## begin RECORDS TO PROCESS

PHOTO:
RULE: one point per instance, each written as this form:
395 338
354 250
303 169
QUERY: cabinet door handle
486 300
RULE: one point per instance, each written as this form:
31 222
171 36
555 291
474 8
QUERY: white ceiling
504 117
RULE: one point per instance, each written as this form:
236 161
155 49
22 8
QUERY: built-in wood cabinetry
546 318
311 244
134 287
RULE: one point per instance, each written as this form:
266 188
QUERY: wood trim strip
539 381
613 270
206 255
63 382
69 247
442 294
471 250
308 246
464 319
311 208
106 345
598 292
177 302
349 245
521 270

## end RECORDS TO PROCESS
## begin RECORDS TO PROCESS

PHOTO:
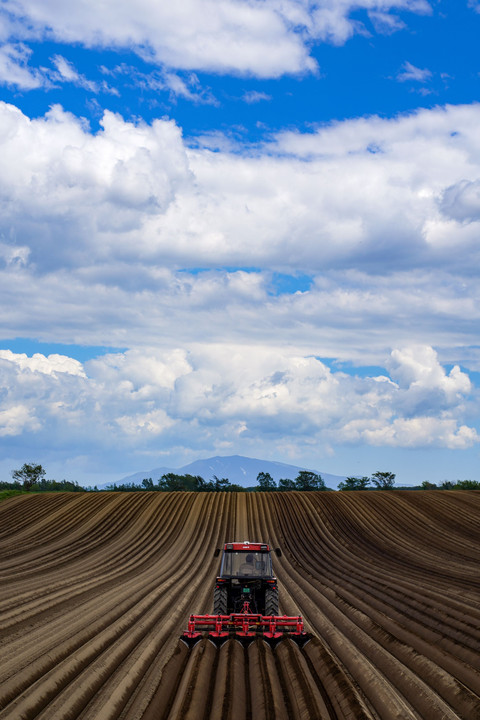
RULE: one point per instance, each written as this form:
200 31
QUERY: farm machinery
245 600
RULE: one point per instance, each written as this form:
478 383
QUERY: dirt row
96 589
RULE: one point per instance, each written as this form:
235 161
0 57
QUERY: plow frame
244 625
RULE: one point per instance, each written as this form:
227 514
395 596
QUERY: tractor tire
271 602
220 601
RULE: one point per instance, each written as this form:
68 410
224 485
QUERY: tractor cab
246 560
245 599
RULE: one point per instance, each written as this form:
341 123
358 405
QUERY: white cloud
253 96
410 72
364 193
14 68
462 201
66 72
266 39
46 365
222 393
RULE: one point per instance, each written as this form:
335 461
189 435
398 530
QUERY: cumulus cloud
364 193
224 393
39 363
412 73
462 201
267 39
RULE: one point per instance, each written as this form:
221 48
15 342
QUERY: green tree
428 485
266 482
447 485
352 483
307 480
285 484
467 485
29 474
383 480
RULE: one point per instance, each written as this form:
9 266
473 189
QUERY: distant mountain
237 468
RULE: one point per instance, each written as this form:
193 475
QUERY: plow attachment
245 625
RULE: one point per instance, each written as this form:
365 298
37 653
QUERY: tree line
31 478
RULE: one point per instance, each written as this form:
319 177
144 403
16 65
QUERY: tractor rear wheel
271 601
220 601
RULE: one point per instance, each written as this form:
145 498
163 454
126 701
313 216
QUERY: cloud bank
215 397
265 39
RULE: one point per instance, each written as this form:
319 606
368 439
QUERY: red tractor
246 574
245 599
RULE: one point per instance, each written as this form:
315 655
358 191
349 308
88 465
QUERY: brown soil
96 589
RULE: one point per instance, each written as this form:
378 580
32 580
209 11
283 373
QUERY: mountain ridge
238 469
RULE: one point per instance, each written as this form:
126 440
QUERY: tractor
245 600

## end RECORDS TO PROCESS
## begin RECORDS TO PROCESS

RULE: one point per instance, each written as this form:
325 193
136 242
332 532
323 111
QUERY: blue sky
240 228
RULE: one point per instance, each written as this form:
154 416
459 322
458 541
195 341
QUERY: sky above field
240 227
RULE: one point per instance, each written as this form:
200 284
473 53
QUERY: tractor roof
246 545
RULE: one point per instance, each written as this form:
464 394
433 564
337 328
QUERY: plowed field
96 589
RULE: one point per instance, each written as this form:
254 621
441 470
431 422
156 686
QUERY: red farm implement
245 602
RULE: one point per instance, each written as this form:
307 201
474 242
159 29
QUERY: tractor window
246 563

## end RECORDS TO PROCESS

● WHAT THE TASK REQUIRES
Pull out every line of the records that contains the word "white" and copy each one.

● FINISHED ANSWER
QUERY: white ceiling
QUERY: white cloud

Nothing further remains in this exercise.